§ Given text:
◆ ◆ ◆ ◆
Research Group Lab Hall
David X. Zhang, PhD

David X. Zhang, PhD

Associate Professor

Locations

  • Pharmacology and Toxicology

Contact Information

General Interests

Transient Receptor Potential Channels in Vascular Signaling

Education

PhD, Pharmacology and Toxicology, Medical College of Wisconsin, 2003

Research Interests

The overall emphasis of our laboratory is to understand signaling mechanisms in regulation of blood vessel reactivity and homeostasis under normal states as well as in diseases such as coronary artery disease (CAD), hypertension, and diabetes.

This regulation involves two major cell types in the vessel wall, namely the endothelial and smooth muscle cells. The endothelium is a single layer of cells lining the lumen of blood vessels. It regulates vascular tone and homeostasis through the release of various vasoactive factors. In response to either mechanical (e.g., flow or shear stress) or chemical (e.g., receptor agonists) cues, the endothelium synthesizes and releases nitric oxide (NO), prostacyclin (PGI2), and less well-understood endothelium-derived hyperpolarizing (EDH) factors such as metabolites of arachidonic acid and hydrogen peroxide (H2O2). These endothelial factors can diffuse out of the endothelial layer into the medial layer of the vessel wall and in turn regulate many functions of smooth muscle cells, including smooth muscle resting tone, relaxation and contraction response, and cell proliferation. In human coronary arterioles, H2O2 serves as a key flow-elicited vasodilator factor in the presence of CAD whereas other traditional factors (NO and PGI2) play a more significant role in vasodilation in the absence of CAD or its risk factors. Although both H2O2 and NO dilate coronary arterioles, each mediator has different or opposing non-vasomotor effects on vascular homeostasis and propensity for atherosclerosis. It remains largely unsolved how flow elicits two distinct classes of vasodilators in subjects with CAD versus those without. In addition, whether and how vascular smooth muscle of the human microcirculation changes function during CAD and other diseases remains poorly understood.
◆ ◆ ◆ ◆
[Image-grounded pointing data]
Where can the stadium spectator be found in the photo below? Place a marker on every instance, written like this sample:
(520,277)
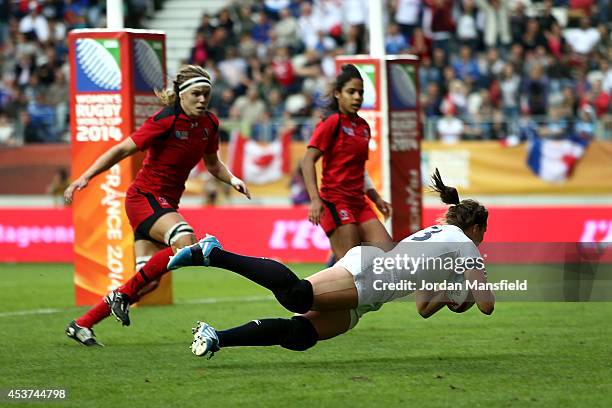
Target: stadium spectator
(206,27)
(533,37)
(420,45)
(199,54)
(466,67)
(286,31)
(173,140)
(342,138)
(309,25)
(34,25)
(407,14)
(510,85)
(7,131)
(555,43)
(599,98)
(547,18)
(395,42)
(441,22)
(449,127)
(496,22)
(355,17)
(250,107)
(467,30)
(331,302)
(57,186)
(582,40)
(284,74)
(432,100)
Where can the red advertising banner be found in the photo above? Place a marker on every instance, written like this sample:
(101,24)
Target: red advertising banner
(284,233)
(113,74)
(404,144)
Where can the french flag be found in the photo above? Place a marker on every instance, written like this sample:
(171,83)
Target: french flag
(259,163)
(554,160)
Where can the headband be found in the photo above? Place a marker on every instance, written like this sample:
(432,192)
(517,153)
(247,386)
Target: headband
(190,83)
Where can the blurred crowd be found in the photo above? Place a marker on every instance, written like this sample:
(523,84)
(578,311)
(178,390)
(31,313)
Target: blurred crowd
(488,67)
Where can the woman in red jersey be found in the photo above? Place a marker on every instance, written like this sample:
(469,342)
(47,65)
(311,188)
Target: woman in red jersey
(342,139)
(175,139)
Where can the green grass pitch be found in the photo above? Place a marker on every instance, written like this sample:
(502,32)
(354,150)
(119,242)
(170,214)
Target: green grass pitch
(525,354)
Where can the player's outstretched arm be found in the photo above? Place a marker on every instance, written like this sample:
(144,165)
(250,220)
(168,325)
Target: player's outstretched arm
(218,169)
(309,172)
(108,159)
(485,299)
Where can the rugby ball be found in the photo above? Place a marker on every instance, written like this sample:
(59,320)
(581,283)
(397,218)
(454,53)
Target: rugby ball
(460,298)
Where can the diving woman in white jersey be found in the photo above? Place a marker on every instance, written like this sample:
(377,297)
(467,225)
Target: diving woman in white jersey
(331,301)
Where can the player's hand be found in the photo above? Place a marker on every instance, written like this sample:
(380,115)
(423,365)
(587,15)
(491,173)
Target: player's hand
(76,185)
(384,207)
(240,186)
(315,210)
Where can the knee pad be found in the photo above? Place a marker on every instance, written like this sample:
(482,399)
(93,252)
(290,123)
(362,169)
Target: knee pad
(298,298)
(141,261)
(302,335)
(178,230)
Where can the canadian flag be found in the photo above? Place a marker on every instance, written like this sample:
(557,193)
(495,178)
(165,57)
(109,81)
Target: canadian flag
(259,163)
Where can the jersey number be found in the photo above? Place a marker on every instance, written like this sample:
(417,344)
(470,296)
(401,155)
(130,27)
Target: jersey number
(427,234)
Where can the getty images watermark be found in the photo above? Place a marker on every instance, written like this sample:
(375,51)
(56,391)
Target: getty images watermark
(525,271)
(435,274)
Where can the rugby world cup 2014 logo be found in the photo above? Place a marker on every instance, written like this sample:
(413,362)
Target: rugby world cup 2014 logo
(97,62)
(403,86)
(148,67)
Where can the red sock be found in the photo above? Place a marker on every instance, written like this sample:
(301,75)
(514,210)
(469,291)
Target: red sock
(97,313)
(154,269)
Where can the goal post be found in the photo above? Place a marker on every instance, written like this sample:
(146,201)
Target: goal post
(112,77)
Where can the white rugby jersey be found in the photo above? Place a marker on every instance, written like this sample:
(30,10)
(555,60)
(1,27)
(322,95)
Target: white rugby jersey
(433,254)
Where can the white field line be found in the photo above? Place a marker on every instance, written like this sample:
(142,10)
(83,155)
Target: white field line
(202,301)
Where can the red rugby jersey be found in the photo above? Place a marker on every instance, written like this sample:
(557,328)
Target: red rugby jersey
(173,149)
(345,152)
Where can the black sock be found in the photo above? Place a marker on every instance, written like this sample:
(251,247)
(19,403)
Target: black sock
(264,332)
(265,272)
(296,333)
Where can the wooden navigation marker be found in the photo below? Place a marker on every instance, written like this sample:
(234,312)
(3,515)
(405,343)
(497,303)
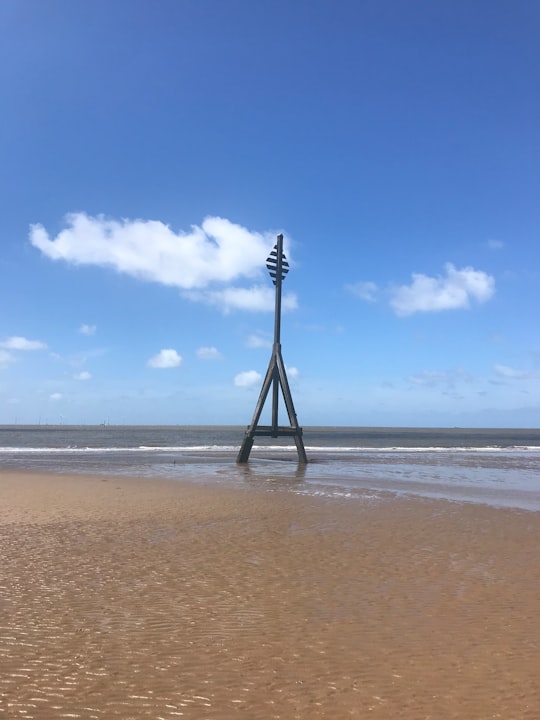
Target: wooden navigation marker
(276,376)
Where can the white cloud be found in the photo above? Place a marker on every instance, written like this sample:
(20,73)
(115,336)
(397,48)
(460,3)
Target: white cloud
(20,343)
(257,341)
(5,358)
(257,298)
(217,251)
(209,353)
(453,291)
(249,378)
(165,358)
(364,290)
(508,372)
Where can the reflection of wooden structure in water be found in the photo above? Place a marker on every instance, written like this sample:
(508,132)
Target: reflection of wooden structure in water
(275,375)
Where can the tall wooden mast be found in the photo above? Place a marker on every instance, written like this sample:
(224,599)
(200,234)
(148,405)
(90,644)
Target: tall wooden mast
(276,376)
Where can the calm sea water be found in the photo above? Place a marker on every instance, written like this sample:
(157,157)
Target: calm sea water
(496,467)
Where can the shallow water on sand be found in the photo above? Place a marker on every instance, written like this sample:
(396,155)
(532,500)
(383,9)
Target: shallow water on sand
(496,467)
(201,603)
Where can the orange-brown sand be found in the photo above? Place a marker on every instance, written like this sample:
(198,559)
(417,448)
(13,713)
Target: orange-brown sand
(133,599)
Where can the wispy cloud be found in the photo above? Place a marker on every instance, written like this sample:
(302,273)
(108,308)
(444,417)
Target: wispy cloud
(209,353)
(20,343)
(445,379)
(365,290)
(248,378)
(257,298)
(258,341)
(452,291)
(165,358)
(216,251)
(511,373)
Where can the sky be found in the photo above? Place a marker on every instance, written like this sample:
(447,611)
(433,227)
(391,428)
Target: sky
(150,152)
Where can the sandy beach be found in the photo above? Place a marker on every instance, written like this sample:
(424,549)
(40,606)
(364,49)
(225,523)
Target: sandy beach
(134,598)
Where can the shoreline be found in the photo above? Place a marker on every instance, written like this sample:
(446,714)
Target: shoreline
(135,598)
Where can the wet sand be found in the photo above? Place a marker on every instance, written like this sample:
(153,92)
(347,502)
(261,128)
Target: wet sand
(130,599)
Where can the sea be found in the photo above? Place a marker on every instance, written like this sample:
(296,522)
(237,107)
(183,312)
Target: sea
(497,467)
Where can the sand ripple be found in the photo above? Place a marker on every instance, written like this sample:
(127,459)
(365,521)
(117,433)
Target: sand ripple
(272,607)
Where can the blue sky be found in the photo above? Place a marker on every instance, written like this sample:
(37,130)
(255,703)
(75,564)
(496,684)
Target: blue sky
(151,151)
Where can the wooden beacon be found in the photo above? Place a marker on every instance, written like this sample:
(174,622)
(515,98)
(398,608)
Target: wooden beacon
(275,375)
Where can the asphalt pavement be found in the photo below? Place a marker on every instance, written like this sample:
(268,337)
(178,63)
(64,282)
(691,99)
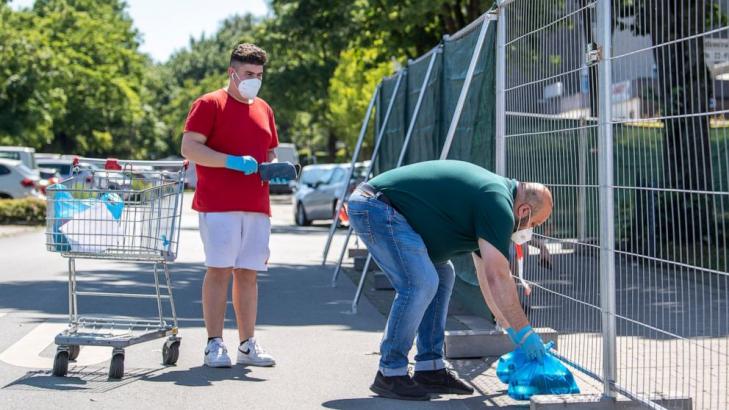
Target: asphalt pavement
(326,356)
◆ ◆ ◆ ◆
§ Study questions:
(a) In the David X. Zhang faculty profile above, what acts as a key flow-elicited vasodilator factor in human coronary arterioles when coronary artery disease is present?
(b) Please go on with the David X. Zhang faculty profile, starting right after its last sentence.

§ Answer section:
(a) Hydrogen peroxide (H2O2).

(b)
The current research is focused on the role of transient receptor potential (TRP) channels, a newly recognized family of calcium-permeable cation channels expressed in vascular endothelial cells, in mediating the conversion of vasodilator factors (NO/PGI2 in health and H2O2 in disease) in human coronary microcirculation. A second line of research relates to the function of smooth muscle K+ channels, such as Ca2+-activated K+ (KCa) and voltage-gated K+ (KV) channels, in arterioles from subjects with and without CAD. These smooth muscle K+ channels are the key end-effector of vasomotor control in the microcirculation. The studies are biomedically significant because they involve the use of human tissue in addition to animal models. Studies are performed with an integrated approach ranging from cellular and molecular techniques (Ca2+ imaging, protein mutagenesis), electrophysiology (patch clamping), to isolated vessel reactivity and in vivo vascular function assays.